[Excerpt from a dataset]
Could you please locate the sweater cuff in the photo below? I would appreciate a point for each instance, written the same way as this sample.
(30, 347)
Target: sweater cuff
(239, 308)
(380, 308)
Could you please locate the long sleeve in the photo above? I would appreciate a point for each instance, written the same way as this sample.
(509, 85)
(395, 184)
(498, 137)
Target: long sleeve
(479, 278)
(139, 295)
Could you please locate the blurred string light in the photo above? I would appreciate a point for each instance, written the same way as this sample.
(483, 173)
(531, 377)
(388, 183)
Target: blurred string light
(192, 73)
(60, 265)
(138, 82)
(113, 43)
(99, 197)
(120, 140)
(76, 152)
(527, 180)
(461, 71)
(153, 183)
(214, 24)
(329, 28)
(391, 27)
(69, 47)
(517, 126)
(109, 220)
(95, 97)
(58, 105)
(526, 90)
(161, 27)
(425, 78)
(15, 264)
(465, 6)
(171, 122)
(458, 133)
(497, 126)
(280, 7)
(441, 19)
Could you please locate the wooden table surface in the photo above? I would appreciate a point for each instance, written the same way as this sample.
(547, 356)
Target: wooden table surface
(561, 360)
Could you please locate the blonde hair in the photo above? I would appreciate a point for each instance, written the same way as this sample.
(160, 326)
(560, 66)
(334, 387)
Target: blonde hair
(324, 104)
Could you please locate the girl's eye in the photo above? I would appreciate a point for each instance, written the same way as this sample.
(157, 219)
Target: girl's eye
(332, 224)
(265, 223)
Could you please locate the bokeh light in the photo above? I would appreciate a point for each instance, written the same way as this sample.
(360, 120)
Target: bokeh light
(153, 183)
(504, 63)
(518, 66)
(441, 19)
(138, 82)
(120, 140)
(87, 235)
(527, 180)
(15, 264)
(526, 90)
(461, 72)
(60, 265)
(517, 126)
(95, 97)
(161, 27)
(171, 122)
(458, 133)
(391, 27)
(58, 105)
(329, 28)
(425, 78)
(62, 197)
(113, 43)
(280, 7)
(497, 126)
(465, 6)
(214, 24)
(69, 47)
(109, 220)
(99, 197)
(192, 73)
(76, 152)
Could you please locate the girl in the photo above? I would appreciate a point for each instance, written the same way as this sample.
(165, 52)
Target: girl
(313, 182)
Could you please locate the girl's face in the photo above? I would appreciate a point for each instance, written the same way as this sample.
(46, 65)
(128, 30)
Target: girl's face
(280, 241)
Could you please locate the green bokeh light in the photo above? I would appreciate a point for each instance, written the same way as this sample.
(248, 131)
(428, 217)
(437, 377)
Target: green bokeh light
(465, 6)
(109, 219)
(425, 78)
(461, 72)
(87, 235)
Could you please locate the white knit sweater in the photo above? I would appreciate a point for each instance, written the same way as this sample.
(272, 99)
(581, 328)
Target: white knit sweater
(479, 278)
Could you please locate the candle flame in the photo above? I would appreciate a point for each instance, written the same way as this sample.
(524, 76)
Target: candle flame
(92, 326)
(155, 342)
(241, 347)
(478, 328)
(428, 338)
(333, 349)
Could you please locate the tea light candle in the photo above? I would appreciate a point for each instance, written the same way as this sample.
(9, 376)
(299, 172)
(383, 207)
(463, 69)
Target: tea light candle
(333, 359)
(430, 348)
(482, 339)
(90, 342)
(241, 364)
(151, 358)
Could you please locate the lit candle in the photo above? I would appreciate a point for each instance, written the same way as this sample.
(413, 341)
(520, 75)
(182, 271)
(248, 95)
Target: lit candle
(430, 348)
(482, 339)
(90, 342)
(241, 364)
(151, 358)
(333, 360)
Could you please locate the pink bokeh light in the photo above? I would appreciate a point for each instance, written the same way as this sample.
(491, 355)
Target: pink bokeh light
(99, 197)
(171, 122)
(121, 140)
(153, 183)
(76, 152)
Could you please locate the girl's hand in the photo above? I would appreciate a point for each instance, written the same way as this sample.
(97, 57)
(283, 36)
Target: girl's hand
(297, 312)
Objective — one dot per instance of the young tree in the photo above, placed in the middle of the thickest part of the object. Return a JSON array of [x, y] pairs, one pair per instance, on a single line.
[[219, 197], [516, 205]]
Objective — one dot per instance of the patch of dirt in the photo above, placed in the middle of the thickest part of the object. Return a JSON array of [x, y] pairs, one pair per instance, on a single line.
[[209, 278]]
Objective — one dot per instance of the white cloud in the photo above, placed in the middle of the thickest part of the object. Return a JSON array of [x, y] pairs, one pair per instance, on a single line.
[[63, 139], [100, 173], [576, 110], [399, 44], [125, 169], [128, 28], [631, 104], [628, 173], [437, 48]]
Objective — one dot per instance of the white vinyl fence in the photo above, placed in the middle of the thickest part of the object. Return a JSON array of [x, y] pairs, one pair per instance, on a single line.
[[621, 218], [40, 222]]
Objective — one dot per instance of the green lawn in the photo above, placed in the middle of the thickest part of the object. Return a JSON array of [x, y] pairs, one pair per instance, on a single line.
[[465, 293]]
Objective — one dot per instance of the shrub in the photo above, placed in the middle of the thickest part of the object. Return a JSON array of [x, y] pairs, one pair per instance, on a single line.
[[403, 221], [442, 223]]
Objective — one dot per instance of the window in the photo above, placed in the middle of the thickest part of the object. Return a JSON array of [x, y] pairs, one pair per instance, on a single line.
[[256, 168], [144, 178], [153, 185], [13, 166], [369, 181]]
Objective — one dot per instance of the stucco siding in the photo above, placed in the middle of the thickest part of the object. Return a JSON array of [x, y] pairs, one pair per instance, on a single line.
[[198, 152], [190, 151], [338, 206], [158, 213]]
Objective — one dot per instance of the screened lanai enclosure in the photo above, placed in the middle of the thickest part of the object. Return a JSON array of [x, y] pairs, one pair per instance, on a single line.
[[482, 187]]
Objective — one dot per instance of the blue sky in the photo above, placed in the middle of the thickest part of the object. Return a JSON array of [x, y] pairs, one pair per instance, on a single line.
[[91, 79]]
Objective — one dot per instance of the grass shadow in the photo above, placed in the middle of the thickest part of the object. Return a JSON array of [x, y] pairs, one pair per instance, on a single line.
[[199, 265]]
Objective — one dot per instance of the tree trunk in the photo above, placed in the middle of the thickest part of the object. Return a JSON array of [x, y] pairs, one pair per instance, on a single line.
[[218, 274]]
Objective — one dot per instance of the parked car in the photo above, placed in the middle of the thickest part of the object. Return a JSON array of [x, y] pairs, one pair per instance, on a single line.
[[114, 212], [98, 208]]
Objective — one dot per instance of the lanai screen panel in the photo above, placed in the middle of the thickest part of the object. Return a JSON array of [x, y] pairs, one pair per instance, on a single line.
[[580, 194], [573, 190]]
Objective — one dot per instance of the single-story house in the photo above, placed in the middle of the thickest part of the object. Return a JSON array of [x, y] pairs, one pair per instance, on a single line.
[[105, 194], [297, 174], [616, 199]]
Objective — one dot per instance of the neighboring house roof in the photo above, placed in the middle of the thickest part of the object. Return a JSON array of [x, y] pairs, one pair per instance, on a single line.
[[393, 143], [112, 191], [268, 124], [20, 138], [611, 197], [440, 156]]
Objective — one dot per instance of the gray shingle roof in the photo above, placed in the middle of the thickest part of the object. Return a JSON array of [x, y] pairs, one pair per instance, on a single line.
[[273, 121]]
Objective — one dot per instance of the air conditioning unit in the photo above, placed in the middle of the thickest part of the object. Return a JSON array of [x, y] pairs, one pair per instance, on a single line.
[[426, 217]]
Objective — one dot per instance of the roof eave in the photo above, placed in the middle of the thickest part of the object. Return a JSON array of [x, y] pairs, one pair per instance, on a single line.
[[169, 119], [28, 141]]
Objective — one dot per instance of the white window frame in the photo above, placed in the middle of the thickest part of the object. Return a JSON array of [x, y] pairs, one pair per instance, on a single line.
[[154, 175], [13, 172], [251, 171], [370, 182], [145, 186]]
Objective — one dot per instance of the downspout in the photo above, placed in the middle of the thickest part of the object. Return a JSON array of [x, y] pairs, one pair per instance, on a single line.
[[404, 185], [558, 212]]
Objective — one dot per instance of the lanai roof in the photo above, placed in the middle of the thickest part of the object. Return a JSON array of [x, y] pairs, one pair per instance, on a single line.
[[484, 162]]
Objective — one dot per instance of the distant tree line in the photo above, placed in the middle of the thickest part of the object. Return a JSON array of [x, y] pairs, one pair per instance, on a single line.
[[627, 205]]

> [Problem to work on]:
Write out again, unchanged, every line from the line containing "Objective — one dot per instance of the downspout" to the final line of the material above.

> [Task solution]:
Objective — one dot per instance of the downspout in the photo above, placed in the middle of the thickest part of the object. Return a JSON array of [x, y] pairs, one pair per instance, on a single line.
[[404, 185], [558, 212]]
Objective — one dot per instance of the lanai roof in the photo above, placed in the middle of the thickest part of the object. Return a JSON array of [x, y] pairs, one pair per instance, on a single line.
[[484, 162]]
Objective — one dot per instance of the distant tree line in the photo above, placed in the middle of the thickest part of the object. Return a JSON array of [x, y] pairs, one pair per instance, on a single line.
[[627, 205]]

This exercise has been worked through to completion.